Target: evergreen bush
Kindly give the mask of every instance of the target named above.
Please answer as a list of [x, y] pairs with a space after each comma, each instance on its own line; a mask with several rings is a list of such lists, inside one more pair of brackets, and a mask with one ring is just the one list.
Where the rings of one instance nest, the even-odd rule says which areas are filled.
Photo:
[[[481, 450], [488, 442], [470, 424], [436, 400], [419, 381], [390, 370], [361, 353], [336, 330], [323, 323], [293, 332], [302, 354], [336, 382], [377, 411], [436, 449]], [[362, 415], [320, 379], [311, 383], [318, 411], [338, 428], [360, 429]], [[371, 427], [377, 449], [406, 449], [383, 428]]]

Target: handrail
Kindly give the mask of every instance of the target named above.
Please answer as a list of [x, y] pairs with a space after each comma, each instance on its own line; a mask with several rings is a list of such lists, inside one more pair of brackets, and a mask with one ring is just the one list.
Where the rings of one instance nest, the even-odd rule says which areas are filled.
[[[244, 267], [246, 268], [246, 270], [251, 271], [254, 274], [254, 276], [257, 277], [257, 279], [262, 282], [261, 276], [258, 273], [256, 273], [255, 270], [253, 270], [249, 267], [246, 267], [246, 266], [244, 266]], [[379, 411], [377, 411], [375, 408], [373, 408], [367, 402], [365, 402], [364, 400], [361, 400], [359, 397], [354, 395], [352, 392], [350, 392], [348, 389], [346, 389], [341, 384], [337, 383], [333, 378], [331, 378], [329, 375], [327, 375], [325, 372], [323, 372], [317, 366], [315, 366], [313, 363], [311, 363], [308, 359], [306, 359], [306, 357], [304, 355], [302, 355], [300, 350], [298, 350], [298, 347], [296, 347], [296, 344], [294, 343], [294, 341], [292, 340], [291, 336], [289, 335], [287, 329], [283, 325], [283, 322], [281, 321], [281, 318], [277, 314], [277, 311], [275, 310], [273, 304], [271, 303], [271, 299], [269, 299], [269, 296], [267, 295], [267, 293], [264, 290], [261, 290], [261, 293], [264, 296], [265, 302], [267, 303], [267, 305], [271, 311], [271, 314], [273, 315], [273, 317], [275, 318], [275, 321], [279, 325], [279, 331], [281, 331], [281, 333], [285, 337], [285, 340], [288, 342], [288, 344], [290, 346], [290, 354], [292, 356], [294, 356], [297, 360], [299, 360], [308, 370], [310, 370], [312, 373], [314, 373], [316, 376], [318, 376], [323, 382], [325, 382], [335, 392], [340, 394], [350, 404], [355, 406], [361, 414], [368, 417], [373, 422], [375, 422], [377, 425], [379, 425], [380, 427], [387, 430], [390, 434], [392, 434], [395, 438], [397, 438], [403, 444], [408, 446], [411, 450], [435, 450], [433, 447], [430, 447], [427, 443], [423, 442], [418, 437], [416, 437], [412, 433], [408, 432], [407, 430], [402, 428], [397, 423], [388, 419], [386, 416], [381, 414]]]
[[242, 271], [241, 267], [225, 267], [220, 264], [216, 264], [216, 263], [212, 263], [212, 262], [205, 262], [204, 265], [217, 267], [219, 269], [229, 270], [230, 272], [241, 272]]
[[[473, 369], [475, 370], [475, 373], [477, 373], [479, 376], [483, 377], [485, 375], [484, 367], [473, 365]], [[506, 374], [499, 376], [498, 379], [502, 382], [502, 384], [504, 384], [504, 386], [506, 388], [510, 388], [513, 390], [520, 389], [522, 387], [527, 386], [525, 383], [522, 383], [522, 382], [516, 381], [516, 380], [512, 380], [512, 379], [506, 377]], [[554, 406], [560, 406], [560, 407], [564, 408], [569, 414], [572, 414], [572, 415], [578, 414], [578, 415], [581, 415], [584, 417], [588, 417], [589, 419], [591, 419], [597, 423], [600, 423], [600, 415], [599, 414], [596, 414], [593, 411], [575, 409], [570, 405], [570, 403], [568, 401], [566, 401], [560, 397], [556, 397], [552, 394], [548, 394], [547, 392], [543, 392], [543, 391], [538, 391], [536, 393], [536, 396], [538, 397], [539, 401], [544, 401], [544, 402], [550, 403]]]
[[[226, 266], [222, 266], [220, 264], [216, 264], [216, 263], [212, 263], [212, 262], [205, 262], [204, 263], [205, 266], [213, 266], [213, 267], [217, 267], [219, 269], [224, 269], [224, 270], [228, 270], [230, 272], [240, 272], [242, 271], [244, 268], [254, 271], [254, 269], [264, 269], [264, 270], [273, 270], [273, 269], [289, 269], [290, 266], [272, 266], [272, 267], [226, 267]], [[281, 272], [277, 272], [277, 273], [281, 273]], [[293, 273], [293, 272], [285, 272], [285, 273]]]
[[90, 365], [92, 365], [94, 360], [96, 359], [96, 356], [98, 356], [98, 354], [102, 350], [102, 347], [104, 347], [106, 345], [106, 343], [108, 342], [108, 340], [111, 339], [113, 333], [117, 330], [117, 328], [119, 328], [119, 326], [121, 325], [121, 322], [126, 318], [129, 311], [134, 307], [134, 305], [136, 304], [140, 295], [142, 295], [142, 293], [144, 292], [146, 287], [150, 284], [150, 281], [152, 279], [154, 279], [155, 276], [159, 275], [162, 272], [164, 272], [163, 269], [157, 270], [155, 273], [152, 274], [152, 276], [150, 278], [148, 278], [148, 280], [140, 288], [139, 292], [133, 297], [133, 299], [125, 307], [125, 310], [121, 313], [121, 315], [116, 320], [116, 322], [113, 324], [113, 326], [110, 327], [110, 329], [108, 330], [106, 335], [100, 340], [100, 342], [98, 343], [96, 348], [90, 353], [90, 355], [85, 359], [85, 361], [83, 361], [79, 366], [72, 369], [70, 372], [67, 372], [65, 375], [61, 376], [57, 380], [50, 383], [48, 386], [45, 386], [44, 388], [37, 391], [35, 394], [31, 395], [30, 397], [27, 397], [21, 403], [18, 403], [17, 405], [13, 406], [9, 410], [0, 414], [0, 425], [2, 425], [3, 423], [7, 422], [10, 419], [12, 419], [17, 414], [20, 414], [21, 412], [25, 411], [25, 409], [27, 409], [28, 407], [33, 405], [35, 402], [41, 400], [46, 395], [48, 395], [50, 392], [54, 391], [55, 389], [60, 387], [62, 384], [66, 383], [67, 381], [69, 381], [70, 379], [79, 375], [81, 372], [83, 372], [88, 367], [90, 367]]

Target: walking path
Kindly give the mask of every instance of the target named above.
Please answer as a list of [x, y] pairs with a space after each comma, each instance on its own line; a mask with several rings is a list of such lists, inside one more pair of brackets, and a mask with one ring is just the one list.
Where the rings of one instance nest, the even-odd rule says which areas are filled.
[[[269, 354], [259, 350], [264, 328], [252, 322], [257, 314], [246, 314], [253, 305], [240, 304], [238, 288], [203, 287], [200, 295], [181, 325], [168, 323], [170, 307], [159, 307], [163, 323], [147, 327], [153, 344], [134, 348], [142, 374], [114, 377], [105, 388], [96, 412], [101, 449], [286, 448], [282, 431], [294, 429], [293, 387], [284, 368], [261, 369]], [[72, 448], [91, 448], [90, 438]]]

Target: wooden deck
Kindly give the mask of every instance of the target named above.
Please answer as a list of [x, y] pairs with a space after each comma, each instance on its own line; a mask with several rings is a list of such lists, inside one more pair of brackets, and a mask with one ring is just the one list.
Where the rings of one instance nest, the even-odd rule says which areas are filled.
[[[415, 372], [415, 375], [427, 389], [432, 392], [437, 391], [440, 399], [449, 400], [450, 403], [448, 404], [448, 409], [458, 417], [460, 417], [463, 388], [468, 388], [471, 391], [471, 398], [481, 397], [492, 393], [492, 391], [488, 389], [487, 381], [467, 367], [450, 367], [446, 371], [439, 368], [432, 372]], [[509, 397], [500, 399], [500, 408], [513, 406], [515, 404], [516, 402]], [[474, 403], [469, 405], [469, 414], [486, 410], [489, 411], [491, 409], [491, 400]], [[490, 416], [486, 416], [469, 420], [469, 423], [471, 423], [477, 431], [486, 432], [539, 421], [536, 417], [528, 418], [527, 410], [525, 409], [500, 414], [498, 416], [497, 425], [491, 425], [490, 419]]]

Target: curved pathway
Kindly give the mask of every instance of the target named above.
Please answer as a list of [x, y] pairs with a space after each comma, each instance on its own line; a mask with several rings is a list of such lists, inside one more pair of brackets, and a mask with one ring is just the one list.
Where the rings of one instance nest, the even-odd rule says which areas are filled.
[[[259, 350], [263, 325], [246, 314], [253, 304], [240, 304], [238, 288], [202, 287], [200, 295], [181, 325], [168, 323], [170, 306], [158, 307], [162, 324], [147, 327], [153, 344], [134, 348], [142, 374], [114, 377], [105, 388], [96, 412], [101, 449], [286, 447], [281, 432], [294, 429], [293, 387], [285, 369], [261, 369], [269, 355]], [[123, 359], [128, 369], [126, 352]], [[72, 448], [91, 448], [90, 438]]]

# Exercise aim
Copy exactly, and only, the lines from the line containing "Target: curved pathway" to the end of the listing, with both ends included.

# Written response
Target: curved pathway
Kindly give the mask of every instance of the target named above.
Please answer as a list of [x, y] pairs with a space after each comma, each instance on its own line; a mask with several rings is a list of such lists, inside one more pair of brackets, and a mask with one ring is just the one list.
Where the rings of one instance nest, the even-odd rule says which areas are filled.
[[[259, 350], [263, 325], [246, 314], [253, 304], [240, 304], [238, 288], [202, 287], [200, 295], [181, 325], [168, 323], [170, 306], [158, 307], [162, 324], [147, 327], [153, 344], [134, 348], [142, 374], [114, 377], [105, 388], [96, 412], [101, 449], [286, 447], [281, 432], [294, 429], [293, 387], [285, 369], [261, 369], [269, 355]], [[123, 359], [128, 369], [126, 352]], [[72, 448], [91, 448], [90, 438]]]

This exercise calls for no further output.